> _Datasetfragmenten_:

::::::::

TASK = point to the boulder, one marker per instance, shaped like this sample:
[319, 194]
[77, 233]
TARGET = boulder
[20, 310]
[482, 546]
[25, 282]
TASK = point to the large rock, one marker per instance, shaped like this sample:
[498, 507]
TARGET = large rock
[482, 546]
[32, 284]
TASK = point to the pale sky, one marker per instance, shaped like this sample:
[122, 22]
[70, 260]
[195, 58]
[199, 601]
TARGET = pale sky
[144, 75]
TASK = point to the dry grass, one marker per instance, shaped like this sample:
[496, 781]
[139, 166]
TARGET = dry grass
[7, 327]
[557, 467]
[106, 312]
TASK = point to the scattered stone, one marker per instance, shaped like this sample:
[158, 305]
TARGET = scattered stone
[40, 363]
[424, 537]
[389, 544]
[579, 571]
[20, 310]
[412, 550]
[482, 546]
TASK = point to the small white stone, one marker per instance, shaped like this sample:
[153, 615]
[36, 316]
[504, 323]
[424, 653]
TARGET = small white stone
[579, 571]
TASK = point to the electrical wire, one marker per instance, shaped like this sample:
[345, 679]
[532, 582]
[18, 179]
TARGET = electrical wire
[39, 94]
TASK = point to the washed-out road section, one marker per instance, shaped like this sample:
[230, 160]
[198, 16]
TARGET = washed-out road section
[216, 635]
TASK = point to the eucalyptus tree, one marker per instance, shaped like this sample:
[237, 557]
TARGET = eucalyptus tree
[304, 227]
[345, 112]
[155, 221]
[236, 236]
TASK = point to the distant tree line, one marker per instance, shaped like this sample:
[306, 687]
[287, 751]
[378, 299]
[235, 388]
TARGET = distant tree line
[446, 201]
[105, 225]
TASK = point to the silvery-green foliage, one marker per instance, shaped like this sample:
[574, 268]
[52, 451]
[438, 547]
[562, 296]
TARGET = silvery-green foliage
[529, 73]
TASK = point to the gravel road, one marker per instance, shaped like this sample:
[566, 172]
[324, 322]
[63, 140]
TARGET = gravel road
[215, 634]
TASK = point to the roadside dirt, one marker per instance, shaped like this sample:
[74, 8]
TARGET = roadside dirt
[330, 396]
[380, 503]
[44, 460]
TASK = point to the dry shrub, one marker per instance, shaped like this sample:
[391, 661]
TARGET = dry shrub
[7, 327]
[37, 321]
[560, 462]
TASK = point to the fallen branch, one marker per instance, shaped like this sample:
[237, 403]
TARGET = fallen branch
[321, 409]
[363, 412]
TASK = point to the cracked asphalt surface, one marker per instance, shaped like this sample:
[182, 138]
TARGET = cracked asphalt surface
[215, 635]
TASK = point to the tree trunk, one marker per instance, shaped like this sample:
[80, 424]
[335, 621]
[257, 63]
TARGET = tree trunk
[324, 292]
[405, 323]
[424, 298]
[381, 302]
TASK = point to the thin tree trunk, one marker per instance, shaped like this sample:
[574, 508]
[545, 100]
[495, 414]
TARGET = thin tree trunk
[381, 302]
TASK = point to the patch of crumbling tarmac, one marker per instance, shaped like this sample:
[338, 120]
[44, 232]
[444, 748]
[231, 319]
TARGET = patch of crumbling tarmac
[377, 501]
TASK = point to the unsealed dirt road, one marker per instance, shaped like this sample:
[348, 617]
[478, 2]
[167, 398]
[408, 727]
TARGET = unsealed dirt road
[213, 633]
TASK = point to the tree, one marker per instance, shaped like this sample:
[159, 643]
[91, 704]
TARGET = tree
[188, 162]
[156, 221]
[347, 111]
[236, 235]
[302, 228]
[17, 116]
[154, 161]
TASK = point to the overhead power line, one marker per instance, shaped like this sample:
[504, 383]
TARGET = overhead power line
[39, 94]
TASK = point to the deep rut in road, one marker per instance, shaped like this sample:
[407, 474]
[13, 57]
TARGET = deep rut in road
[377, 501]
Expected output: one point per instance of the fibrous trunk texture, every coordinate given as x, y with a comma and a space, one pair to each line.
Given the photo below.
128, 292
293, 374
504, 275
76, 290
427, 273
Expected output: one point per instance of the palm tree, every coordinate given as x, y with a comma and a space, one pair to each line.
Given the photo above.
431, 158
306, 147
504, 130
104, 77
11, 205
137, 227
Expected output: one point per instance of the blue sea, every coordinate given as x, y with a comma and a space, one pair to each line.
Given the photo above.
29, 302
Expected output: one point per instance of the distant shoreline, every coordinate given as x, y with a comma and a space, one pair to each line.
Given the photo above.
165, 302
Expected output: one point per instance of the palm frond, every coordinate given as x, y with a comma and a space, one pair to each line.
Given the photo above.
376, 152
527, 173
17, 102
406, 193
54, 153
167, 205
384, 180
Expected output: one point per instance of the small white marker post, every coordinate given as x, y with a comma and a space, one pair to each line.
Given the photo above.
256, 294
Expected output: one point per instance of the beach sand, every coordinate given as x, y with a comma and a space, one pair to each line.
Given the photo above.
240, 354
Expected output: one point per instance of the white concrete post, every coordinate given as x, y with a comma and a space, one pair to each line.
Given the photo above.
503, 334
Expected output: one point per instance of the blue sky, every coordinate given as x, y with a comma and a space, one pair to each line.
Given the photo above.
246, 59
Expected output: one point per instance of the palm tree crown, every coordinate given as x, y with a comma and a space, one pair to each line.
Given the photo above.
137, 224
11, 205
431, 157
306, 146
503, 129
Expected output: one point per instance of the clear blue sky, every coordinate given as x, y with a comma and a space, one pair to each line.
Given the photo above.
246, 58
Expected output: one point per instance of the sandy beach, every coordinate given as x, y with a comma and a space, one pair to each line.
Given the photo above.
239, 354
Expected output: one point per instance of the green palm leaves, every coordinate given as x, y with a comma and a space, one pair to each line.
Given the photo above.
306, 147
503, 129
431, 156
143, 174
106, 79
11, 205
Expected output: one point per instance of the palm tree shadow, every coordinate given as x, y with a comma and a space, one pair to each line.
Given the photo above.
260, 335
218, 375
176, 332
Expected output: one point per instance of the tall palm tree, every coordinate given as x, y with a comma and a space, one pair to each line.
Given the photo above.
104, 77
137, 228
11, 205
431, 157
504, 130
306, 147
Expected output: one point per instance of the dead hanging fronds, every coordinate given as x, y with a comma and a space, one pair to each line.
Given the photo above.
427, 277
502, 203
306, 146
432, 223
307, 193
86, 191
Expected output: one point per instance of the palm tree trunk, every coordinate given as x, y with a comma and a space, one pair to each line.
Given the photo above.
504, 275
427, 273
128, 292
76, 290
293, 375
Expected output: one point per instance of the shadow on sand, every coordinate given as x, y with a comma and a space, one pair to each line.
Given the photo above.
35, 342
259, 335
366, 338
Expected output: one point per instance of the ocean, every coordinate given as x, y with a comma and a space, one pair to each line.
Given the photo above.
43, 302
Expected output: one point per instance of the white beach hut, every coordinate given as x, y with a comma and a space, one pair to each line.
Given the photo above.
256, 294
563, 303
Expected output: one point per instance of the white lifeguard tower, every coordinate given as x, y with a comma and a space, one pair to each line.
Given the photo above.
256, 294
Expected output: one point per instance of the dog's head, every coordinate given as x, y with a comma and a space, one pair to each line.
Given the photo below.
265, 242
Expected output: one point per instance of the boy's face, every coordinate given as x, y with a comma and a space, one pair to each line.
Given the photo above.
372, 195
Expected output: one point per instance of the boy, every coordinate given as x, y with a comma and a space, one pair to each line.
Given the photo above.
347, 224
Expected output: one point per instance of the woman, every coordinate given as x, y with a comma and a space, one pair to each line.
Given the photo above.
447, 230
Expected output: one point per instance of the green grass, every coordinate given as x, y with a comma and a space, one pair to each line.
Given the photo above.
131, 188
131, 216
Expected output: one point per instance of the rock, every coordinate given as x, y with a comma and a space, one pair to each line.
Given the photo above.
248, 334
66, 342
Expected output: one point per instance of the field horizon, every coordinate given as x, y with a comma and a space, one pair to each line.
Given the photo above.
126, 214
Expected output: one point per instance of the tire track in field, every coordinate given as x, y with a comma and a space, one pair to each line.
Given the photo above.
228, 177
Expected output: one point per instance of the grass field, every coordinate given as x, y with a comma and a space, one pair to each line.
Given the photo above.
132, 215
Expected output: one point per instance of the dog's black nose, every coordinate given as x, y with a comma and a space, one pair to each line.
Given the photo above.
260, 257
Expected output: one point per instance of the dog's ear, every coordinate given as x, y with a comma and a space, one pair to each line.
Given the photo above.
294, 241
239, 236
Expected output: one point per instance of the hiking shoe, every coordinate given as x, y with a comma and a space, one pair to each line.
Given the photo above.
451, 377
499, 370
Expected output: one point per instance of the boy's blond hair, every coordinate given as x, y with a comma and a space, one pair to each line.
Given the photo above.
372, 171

::::::::

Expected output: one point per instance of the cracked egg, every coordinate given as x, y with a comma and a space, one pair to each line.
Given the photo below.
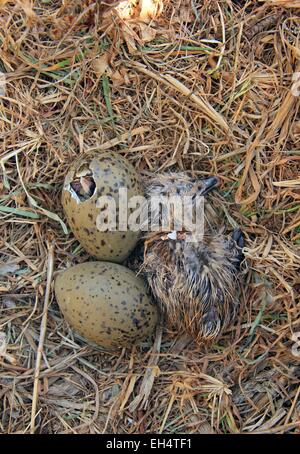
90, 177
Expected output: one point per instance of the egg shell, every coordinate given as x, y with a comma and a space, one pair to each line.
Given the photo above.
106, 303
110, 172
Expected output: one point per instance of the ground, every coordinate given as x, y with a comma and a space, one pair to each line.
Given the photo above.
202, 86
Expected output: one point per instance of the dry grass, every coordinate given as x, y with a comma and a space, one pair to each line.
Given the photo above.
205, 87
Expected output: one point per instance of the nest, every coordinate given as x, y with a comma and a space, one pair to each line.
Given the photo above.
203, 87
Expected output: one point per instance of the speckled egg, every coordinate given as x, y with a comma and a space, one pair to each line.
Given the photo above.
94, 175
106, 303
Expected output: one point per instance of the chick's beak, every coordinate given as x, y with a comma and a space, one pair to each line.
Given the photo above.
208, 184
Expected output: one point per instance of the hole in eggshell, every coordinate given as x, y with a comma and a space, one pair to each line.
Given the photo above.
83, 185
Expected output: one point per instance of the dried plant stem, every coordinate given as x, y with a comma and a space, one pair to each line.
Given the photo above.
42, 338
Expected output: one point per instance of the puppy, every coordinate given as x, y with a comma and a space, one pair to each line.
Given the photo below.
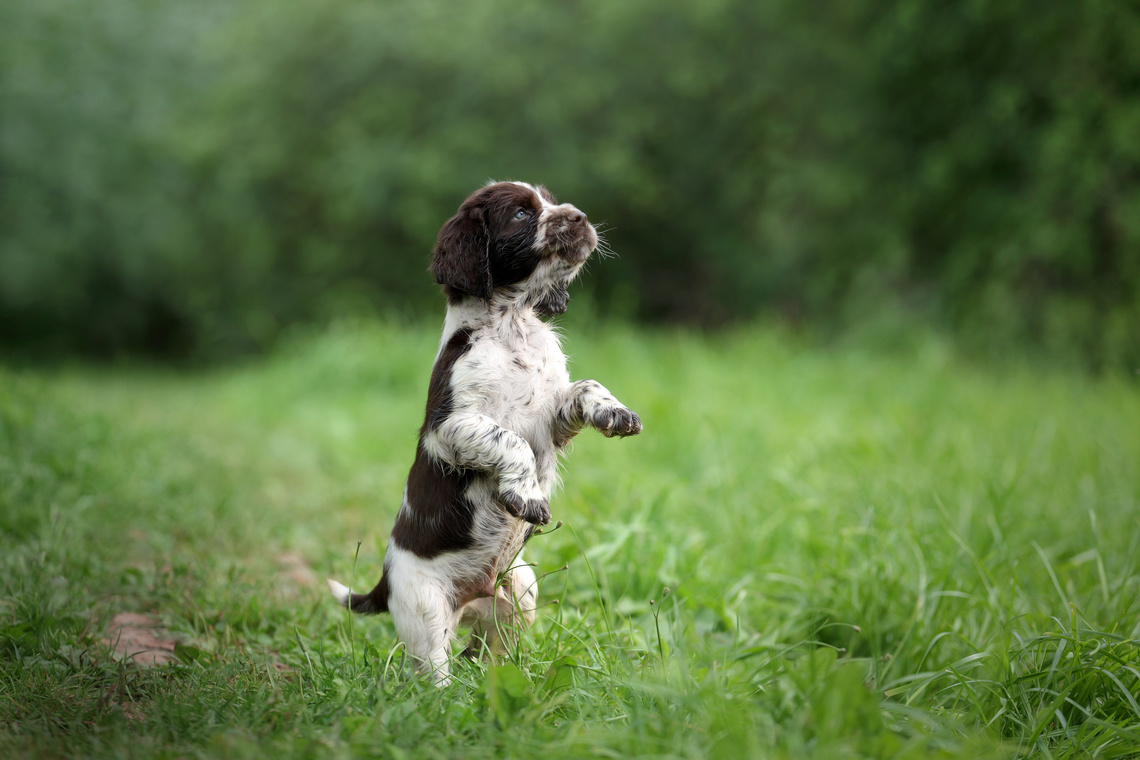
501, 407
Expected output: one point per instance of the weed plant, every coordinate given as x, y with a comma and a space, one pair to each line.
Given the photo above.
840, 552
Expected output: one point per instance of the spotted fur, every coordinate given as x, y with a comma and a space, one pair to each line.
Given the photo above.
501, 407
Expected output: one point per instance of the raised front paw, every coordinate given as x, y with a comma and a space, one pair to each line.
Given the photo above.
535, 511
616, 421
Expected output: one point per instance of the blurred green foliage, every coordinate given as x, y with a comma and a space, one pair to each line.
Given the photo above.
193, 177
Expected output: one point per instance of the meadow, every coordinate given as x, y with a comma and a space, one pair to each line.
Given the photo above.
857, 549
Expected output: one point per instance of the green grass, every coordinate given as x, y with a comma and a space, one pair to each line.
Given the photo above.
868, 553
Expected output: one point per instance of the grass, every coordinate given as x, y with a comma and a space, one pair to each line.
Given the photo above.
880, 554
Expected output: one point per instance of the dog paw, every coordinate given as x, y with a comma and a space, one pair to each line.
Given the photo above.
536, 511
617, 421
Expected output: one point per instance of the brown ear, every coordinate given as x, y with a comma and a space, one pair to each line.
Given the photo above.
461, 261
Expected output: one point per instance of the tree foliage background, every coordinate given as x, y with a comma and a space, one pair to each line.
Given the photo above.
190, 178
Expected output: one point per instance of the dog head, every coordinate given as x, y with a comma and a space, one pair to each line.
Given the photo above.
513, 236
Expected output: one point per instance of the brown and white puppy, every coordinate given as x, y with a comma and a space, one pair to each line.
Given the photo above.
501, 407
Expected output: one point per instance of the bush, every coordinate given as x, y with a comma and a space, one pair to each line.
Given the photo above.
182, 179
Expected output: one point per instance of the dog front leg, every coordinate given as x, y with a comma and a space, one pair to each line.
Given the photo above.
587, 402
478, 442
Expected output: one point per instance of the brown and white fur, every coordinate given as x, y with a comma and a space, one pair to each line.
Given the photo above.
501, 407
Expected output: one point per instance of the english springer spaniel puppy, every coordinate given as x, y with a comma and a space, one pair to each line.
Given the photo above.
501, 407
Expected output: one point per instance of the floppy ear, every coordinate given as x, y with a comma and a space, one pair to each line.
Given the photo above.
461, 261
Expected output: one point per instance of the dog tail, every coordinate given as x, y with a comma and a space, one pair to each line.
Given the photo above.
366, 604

::::::::

> _Te doen_: Zoek in de regels hierboven elke regel op waarin het woord "tarmac" staat. Neem al die regels ongewijzigd over.

> _Uitvoer_:
TASK = point to the patch of crumbling tarmac, one marker per instance, shaped like this sample:
TARGET = patch of crumbling tarmac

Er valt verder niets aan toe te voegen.